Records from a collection
▬▬▬

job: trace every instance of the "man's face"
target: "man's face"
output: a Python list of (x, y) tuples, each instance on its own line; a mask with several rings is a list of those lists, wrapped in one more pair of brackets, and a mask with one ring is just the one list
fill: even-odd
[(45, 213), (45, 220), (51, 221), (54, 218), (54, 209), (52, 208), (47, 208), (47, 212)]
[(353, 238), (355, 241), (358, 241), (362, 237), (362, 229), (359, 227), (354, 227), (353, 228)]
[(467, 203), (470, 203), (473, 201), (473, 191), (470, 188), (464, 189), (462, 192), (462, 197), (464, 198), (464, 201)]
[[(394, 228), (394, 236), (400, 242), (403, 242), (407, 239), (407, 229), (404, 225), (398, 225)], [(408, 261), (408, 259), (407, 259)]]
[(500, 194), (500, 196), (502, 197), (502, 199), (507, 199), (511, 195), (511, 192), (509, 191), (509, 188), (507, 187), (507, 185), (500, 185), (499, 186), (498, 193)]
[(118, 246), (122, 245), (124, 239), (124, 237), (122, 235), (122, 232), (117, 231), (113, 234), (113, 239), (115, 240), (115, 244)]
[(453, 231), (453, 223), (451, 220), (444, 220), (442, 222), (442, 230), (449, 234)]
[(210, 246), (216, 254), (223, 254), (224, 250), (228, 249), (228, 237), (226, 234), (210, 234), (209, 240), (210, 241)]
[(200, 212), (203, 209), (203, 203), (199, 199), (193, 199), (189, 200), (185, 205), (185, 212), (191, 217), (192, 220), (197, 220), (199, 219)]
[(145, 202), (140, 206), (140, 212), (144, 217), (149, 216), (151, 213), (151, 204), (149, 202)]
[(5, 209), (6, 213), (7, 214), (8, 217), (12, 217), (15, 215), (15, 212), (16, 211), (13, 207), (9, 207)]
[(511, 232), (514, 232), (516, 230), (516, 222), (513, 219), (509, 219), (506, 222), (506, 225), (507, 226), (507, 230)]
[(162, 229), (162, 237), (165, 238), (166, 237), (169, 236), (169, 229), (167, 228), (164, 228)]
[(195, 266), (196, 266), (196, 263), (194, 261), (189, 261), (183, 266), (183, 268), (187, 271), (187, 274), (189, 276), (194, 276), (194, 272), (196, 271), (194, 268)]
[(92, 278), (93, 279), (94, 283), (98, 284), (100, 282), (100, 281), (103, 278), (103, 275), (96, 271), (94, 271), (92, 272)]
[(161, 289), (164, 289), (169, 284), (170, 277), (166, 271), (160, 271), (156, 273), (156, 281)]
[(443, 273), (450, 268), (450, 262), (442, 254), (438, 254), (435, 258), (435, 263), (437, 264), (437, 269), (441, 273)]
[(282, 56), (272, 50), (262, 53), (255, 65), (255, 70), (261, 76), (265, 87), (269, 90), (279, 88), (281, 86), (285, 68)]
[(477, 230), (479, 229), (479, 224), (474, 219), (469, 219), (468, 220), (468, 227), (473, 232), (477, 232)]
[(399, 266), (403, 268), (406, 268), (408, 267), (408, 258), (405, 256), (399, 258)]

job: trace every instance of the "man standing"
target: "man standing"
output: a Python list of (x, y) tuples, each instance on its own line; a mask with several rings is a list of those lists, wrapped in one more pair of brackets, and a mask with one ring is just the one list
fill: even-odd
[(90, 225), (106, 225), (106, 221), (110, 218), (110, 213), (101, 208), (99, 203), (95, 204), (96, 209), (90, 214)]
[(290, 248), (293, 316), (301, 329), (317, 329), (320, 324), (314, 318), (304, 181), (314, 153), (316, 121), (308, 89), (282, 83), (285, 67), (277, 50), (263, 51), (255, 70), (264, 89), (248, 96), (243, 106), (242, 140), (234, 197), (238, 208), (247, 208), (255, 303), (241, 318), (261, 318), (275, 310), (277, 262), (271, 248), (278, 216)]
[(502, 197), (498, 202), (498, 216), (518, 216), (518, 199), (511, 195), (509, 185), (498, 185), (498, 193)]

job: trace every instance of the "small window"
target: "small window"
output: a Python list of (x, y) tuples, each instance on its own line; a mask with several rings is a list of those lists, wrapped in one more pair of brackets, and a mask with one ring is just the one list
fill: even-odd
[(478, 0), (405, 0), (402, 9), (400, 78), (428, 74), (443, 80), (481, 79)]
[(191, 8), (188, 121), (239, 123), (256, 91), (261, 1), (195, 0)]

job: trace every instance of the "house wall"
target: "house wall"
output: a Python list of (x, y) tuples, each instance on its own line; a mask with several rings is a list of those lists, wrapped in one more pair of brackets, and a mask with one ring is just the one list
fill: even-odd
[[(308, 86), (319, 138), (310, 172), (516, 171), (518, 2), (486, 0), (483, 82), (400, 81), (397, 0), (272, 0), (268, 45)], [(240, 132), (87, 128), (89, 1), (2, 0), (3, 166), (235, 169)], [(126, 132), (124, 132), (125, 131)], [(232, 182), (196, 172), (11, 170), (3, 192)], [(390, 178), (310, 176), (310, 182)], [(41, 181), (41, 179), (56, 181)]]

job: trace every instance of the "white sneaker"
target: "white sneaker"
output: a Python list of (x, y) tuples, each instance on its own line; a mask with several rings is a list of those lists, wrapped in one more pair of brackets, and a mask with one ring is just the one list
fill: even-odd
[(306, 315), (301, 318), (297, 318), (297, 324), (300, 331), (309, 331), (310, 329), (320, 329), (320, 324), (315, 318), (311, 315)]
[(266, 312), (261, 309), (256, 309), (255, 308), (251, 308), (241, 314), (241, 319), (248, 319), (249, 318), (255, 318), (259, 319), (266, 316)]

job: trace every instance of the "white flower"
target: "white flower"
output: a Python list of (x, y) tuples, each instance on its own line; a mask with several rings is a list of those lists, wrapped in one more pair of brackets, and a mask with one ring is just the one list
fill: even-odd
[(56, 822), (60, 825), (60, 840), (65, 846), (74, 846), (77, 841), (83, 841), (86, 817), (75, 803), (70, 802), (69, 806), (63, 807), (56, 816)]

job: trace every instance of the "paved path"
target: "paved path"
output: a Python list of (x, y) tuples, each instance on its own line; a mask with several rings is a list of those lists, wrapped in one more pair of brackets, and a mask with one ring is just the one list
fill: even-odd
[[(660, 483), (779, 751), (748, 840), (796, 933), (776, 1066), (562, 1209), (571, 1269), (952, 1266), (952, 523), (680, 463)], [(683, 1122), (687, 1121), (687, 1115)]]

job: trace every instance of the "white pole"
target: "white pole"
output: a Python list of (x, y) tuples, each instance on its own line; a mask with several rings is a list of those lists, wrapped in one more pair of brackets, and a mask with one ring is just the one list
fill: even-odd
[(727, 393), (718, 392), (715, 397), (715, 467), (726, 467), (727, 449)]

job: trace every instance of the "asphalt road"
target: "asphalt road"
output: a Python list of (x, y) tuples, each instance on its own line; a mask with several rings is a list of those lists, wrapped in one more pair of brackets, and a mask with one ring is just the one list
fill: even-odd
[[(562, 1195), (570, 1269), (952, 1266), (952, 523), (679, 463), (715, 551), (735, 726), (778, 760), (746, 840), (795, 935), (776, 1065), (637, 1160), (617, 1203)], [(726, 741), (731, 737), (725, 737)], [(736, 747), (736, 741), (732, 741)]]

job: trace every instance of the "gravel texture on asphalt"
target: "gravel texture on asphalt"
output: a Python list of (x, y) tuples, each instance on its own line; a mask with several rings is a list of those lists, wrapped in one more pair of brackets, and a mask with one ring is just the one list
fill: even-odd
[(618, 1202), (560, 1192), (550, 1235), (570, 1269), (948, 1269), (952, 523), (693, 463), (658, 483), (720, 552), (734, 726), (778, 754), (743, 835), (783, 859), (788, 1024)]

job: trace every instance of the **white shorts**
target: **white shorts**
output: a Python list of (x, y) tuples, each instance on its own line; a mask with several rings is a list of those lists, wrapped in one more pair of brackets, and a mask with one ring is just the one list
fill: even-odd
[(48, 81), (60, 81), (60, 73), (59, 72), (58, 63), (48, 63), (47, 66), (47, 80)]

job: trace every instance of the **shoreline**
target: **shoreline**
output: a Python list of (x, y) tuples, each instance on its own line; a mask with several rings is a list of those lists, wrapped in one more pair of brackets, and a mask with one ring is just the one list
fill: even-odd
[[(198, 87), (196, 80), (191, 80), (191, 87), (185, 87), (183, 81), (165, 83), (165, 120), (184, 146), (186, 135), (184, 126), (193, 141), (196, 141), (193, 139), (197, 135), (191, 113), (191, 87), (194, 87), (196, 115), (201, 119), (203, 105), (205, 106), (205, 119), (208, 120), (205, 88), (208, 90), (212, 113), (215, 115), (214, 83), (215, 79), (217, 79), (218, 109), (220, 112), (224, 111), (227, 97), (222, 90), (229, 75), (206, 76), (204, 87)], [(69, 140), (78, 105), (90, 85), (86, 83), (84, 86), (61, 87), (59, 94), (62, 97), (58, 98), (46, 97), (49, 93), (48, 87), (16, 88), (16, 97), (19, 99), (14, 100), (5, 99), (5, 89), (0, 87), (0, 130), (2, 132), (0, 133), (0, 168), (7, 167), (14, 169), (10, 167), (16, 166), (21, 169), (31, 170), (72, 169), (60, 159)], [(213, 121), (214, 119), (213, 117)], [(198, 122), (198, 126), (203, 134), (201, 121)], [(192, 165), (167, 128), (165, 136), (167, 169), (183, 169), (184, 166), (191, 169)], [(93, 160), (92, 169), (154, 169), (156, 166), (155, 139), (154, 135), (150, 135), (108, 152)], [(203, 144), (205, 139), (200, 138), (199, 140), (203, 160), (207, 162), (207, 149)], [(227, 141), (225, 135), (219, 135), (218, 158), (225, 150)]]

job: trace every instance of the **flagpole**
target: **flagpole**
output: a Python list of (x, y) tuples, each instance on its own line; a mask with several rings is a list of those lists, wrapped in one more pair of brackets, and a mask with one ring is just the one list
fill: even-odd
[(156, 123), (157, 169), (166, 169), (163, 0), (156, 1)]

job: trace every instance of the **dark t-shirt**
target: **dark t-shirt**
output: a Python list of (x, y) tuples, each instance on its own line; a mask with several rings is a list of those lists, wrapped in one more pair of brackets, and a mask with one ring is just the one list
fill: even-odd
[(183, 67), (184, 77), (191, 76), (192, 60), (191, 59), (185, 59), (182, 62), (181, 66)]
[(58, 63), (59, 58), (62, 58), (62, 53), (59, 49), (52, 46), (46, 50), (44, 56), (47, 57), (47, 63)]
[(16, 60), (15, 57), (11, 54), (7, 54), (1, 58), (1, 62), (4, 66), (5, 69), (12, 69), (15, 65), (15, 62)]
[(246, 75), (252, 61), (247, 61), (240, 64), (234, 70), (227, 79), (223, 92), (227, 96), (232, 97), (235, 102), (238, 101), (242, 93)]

▬▬▬

-- Task requirements --
Rewrite the data from the beginning through the line containing "186), (498, 193)]", putting "outline" wherever "trace" appears and keeping everything else the same.

-- Task output --
job: outline every instance of the "man's face"
target: "man's face"
output: a Python list of (x, y) tuples, each instance on its own line; a mask with several rings is a list of those lists, wrapped in one more pair of brackets, and a mask with one ring is just the one list
fill: even-odd
[(45, 213), (45, 220), (51, 221), (54, 218), (54, 209), (52, 208), (47, 208), (47, 212)]
[(353, 238), (355, 241), (358, 241), (362, 237), (362, 229), (359, 227), (354, 227), (353, 228)]
[(467, 203), (470, 203), (473, 201), (473, 191), (470, 188), (464, 189), (462, 192), (462, 197), (464, 198), (464, 201)]
[[(394, 228), (394, 236), (400, 242), (403, 242), (407, 239), (407, 229), (404, 225), (398, 225)], [(408, 261), (408, 259), (407, 259)]]
[(500, 194), (500, 196), (502, 197), (502, 199), (507, 199), (511, 195), (511, 192), (509, 191), (509, 188), (507, 187), (507, 185), (500, 185), (499, 186), (498, 193)]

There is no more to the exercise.